§ **GIVEN REQUEST**
Can you repeat the material below word for word, reproducing every line without any change?

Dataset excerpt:
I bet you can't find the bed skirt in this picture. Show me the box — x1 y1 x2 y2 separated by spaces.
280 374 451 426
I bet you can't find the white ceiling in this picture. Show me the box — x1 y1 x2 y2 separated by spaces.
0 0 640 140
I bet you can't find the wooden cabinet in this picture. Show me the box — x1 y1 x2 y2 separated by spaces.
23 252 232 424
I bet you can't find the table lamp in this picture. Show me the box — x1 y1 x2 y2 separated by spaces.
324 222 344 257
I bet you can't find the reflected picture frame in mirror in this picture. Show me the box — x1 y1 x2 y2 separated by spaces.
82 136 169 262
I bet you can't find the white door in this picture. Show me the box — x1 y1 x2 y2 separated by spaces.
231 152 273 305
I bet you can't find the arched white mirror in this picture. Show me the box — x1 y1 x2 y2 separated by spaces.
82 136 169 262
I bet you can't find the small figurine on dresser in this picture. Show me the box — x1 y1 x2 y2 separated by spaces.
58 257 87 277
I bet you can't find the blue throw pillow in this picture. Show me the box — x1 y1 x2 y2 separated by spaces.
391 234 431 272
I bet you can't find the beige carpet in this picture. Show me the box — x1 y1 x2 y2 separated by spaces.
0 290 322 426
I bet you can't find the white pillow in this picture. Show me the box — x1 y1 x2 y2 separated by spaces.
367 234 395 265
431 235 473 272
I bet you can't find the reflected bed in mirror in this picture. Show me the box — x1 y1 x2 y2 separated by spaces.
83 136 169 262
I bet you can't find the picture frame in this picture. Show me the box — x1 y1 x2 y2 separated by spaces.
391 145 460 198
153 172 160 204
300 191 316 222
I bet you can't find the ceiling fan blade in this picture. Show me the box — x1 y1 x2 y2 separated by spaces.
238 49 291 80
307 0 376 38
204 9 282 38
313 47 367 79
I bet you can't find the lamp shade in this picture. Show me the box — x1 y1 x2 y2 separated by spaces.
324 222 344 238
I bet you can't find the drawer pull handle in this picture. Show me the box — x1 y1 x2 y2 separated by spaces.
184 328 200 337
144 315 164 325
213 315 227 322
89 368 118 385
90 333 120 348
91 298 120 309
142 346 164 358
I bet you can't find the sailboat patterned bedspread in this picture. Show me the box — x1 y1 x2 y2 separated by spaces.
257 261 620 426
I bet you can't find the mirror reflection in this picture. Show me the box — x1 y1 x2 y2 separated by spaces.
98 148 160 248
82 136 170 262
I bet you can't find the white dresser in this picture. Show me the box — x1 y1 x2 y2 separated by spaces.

§ **TASK RESULT**
I bet you can't find the bed skirt in this picture. Show me the box — x1 y1 x2 y2 separated by spaces.
280 374 451 426
I bet you can't find the white ceiling in this picture. Show me the box — x1 y1 x2 y2 separated by spaces.
0 0 640 140
I bet you can't find the wooden cabinet in this picture. Show me the box — x1 y1 x2 y2 separated by spaces.
23 252 232 424
I bet you can't find the table lamp in this picture. Show me the box — x1 y1 x2 y2 separated by spaces.
324 222 344 257
I bet you can't find the reflected picture frame in mirror in this picture. Show me the box — x1 y1 x2 y2 separated by spaces.
82 136 169 262
I bet you can't find the white door in this picture. Show me the box — x1 y1 x2 y2 separated by spaces.
231 152 273 305
I bet you can't find the arched white mirror in this picture. Show me the box — x1 y1 x2 y2 separated by spaces.
82 136 169 262
I bet you can't find the small figurine on dresser in this picture. Show me the box — x1 y1 x2 y2 separated by spaces.
58 257 87 277
I bet you can't find the blue throw pillow in this picture. Show me the box — x1 y1 x2 y2 separated by spaces.
391 234 431 272
I bet you can't find the beige carpet in this picture. Show me the box — x1 y1 x2 y2 separated by spaces.
0 290 322 426
I bet you can't find the white pillow in this picture. Show me the box — x1 y1 x2 y2 separated by spaces.
367 234 395 265
431 235 473 272
I bet you can't find the reflected bed in mirror in this picture. Show me the box — x1 y1 x2 y2 separated by spaces.
83 136 169 262
I bet you can't find the picture frame in this picture. Show me the box — x1 y1 x2 y2 separated by spaces.
391 145 460 198
153 172 160 204
300 191 316 222
I bet you can't find the ceiling fan blade in this picture. Show me the box — x1 y1 x2 y2 separated by spaces.
238 49 291 80
307 0 376 38
204 9 282 38
313 47 367 79
I bet you can't find the lamp shade in this picture. Show me the box — x1 y1 x2 y2 separated by spaces.
324 222 344 238
I bet you can't find the drawer pull handle in this picture. Show me the box — x1 y1 x2 y2 separated by spaces.
184 328 200 337
144 315 164 325
213 315 227 322
89 368 118 385
90 333 120 348
91 298 120 309
142 346 164 358
I bet you can't find the sailboat patterned bedspread in this picture. Show me the box — x1 y1 x2 y2 separated by spaces.
257 261 620 426
I bet you can't find the mirror reflection in this picture. Show me the box — x1 y1 x2 y2 separated by spaces.
98 148 160 248
82 136 170 262
I bet you can't find the white dresser in this picture. Show me the box — x1 y1 x2 y2 separated by spaces.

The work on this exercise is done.